SET PROBLEM. From the forum thread about purple xenon HID headlight bulbs, pull out everything from "Where did you" down to "(Apr 30, 2009)", word for word.

TEXT PASSAGE.

# 12000k Purple Plasma Xenon Hid H11 Low Beam



## NT91 (Aug 30, 2005)

Anyone have these?


----------



## Tony0131 (Sep 18, 2006)

I just bought the 8000 same brand this past weekend, haven't installed yet will this week. Got them for 150 for the kit.


----------



## NT91 (Aug 30, 2005)

Keep me posted.


----------



## vfrinterceptor (Jun 23, 2007)

i just installed a 12k kit on my 06m6 i like the way they look


----------



## JDE (Aug 26, 2006)

vfrinterceptor said:


> i just installed a 12k kit on my 06m6 i like the way they look


Where did you mount the ballasts? I just got mine in today. After I can figure out where I want the ballasts, the rest will be a piece of cake...I think...


----------



## Phil (Apr 30, 2009)

NT91 said:


> Anyone have these?


I have the whole kit trying to get rid of them


----------



## wysocki396 (Oct 6, 2011)

got pics of the 12 purp. i wanna order some


----------



## HP11 (Apr 11, 2009)

wysocki396 said:


> got pics of the 12 purp. i wanna order some


I'd like to see some pics of those also but the problem with opening up an old thread like this one is that not one of those posters has been here in at least a year so they won't be of any help.


----------



## GM4life (Mar 18, 2007)

If 12000K in a 35W HID kit you light output will be close to nil. It will look pretty. You are better off keeping stock headlights.


----------

RECORDED DATA.
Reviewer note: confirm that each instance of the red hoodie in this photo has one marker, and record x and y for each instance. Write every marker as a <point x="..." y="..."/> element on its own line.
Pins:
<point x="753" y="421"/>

COMPLETED EXERCISE.
Where did you mount the ballasts? I just got mine in today. After I can figure out where I want the ballasts, the rest will be a piece of cake...I think...


----------



## Phil (Apr 30, 2009)